Source document —
*** Block opens ***

The link between coal, gas and water pollution
The link between coal mining and water pollution is clear. Discharge from mines causes the iron-rich water to turn orange. This visible evidence of water pollution from coal mining can remain long after the mining itself has stopped. For example, in some parts of Pennsylvania, USA, the streams and rivers are “the bright orange of a traffic cone“.
This is due to polluted water from mines that stopped working in the middle of the 20th century. The orange colour stains rocks and plants, and visitors can detect the rusty smell of iron oxide even before they get close enough to see it.
Long-term damage: More insidious than oil spills
Oil spills are also highly visible. The effect of the polluted water on wildlife is hard to miss. For example, when the MV Treasure sank off the coast of Cape Town in 2000, the coverage focused on images of oil-coated penguins. More recently, the July 2019 oil spill in Algoa Bay produced a visible orange slick on the water’s surface. Tourists who visited the area were “greeted by the grim sight of rangers loading penguins covered with thick oil into small boats“.

*** Block closes ***

Work instructions —
1. According to the passage on coal and water pollution, why are some streams and rivers in Pennsylvania orange?
2. Please quote the stretch of the passage on coal and water pollution from "This is due" through "enough to see it.".

Recorded information —
*** Block opens ***

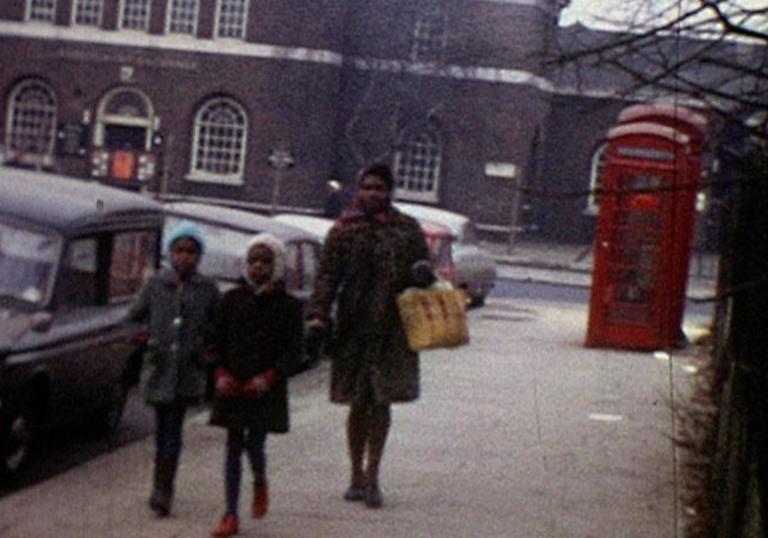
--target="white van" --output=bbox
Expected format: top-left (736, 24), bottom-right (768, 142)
top-left (393, 202), bottom-right (496, 306)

*** Block closes ***

Answers by item number —
1. They are orange because of polluted water from mines that stopped working in the middle of the 20th century. Discharge from mines turns the iron-rich water orange, and this can remain long after the mining has stopped.

2.
This is due to polluted water from mines that stopped working in the middle of the 20th century. The orange colour stains rocks and plants, and visitors can detect the rusty smell of iron oxide even before they get close enough to see it.